Dataset extract: Begin
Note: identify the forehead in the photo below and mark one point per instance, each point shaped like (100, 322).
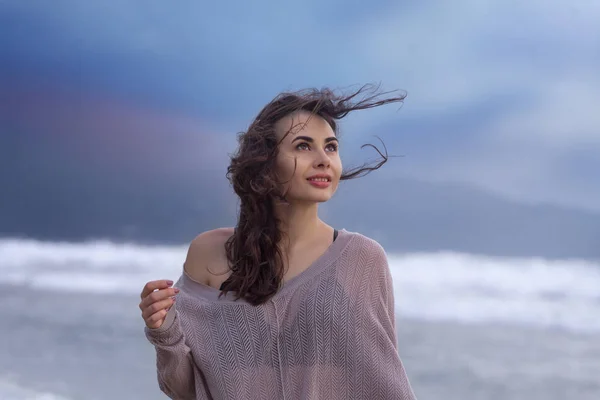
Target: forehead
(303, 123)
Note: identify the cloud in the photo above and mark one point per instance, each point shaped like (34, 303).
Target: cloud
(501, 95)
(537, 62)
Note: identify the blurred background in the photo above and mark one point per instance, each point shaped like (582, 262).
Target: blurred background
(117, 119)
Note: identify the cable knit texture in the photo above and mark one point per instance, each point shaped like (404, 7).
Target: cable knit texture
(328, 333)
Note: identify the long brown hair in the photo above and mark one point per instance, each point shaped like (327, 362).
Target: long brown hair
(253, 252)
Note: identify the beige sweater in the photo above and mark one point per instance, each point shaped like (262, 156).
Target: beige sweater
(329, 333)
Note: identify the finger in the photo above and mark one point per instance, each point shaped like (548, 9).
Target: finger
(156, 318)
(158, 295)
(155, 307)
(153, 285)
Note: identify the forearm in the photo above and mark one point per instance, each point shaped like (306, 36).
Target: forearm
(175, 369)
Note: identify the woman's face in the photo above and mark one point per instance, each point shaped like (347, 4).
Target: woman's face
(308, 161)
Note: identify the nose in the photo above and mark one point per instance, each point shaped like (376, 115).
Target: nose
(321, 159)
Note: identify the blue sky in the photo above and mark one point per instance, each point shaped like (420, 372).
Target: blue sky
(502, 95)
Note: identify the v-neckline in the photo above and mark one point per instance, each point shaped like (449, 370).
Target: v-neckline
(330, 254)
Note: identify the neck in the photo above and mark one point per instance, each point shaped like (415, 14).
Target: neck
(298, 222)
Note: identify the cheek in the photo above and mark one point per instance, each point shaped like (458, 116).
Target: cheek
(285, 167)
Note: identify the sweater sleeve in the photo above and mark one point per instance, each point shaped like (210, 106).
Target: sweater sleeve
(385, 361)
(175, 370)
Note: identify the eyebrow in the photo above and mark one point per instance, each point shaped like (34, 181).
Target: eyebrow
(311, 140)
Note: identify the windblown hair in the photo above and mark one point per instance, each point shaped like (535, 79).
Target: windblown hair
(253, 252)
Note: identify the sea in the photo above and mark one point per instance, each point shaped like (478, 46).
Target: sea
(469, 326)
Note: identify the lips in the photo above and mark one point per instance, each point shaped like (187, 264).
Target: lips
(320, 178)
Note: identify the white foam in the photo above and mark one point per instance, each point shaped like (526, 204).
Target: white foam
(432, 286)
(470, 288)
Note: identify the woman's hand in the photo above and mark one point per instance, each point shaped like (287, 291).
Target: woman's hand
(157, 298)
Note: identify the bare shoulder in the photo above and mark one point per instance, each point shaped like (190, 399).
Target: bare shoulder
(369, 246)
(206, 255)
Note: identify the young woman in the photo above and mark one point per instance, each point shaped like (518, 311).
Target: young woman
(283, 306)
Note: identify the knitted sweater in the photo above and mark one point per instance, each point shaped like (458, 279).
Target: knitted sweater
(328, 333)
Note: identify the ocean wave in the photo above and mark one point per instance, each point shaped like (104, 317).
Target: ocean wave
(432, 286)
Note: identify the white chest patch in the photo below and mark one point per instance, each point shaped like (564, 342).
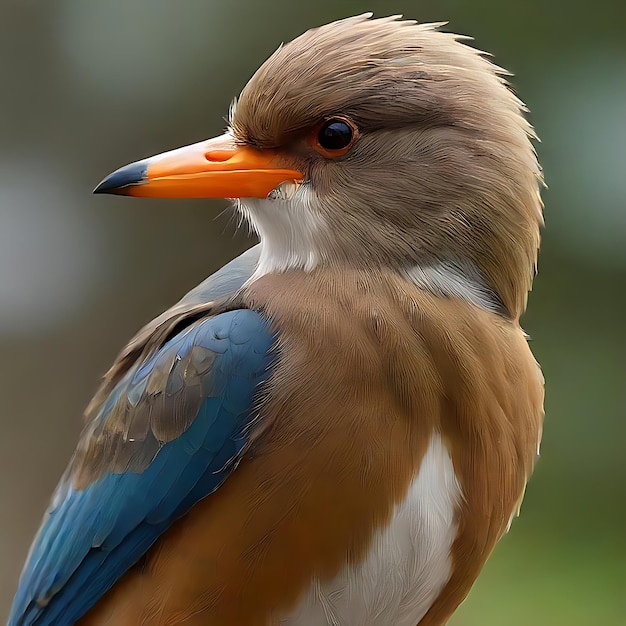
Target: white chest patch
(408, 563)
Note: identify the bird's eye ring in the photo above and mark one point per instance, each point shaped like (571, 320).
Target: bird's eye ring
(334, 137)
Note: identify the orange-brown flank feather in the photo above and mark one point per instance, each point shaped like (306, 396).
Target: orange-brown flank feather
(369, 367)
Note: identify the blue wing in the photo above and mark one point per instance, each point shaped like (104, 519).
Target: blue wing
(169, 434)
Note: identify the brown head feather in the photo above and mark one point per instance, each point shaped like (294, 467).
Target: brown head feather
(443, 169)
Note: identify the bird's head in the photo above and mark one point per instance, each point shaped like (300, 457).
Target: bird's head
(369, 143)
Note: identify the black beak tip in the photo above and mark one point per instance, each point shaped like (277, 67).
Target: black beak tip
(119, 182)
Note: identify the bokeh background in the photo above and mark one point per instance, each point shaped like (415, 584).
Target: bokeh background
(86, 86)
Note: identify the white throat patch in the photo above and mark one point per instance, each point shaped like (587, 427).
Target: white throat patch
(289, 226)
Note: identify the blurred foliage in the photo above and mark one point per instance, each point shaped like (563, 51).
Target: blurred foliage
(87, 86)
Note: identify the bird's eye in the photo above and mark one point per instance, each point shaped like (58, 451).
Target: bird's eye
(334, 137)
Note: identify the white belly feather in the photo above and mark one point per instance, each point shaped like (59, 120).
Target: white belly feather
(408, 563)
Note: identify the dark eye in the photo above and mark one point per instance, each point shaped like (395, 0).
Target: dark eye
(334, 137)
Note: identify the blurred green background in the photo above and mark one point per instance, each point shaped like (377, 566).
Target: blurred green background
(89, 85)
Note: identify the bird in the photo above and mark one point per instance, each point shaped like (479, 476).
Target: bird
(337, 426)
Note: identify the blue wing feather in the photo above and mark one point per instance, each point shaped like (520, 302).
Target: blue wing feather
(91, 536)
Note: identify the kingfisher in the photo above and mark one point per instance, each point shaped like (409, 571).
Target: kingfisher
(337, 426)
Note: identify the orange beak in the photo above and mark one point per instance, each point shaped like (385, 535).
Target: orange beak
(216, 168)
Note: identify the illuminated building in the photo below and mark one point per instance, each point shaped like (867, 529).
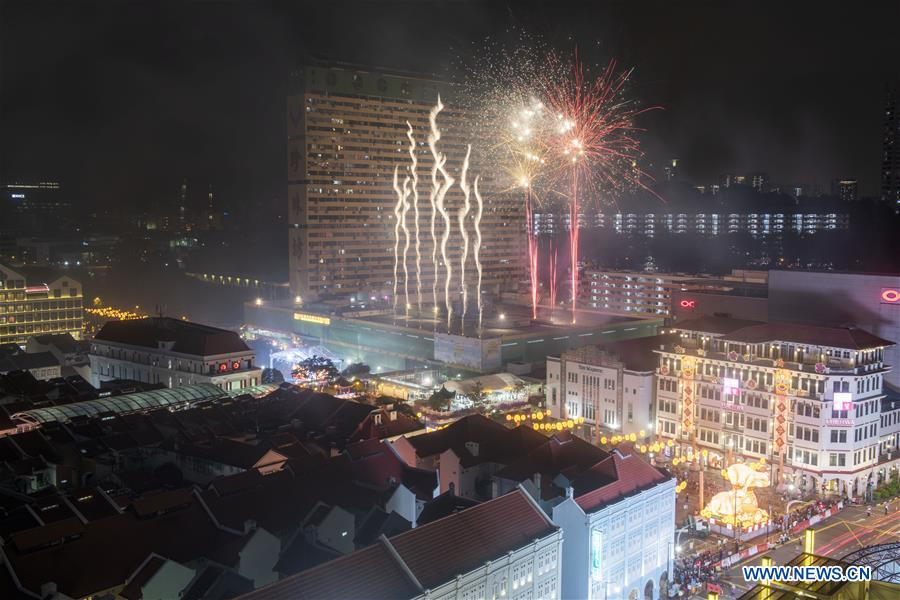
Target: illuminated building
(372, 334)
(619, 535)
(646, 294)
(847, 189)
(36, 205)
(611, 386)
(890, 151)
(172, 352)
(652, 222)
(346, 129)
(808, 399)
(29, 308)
Dataset extract: End
Show a copy of each line from the data that includes the word "below".

Response:
Note: identify the forehead in the photo below and mark one point per instance, each point shaped like (100, 322).
Note: identify the white chest patch in the photo below and mark one point per instance, each point shaped like (564, 342).
Note: identify the illuminated building in the photo below and mark one point per instance, each point shaped like (867, 529).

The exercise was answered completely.